======== Extracted data

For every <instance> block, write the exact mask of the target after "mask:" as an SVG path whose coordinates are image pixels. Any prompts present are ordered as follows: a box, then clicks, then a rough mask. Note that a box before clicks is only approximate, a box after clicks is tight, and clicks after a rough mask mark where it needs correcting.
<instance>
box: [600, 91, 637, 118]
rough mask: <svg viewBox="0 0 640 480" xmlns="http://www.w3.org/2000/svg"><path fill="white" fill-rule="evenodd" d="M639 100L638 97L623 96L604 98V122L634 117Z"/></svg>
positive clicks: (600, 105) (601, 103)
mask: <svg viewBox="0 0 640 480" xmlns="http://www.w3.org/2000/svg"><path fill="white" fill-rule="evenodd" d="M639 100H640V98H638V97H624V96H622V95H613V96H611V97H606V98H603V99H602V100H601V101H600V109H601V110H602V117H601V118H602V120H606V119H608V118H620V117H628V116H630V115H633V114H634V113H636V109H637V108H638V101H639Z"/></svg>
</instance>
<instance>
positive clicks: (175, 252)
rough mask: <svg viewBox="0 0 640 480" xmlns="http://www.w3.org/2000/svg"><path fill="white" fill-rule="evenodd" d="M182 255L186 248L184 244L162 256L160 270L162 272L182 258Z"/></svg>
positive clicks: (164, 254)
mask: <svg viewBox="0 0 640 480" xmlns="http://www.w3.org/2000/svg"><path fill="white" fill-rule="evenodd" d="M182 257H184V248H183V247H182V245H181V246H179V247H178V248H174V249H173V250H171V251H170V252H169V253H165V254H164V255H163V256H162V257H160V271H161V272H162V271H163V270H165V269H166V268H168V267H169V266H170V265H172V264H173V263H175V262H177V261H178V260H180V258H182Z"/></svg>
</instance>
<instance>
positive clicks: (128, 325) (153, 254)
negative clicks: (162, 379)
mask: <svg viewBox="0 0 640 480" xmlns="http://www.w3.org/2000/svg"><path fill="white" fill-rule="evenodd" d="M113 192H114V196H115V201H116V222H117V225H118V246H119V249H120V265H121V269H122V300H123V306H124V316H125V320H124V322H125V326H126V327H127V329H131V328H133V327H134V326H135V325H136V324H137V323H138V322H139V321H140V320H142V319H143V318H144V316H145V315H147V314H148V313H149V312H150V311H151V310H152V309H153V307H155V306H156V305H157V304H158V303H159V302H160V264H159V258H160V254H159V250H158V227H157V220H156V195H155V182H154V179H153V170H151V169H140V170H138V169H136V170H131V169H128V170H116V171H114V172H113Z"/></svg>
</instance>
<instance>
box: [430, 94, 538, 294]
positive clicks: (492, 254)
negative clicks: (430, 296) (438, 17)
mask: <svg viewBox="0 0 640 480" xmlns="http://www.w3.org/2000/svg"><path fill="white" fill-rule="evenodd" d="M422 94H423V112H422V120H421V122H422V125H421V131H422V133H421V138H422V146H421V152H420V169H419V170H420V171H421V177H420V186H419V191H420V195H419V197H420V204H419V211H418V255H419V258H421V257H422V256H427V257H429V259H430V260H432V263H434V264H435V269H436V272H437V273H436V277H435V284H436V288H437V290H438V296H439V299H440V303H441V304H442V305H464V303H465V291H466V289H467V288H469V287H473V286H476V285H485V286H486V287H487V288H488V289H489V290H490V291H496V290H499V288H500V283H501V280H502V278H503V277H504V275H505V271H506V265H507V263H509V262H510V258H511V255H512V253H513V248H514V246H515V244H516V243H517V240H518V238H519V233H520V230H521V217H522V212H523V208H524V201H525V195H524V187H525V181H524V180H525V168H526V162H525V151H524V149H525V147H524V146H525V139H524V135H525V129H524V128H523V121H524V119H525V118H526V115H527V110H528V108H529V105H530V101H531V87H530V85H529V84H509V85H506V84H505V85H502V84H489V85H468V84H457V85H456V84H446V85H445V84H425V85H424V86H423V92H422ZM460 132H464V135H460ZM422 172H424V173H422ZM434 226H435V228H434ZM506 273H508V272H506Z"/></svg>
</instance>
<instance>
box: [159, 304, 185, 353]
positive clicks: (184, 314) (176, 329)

================

_Exercise prompt_: Count how many lines of the items above contain the string "negative". Reply with the number alone.

_Answer for this exercise_: 2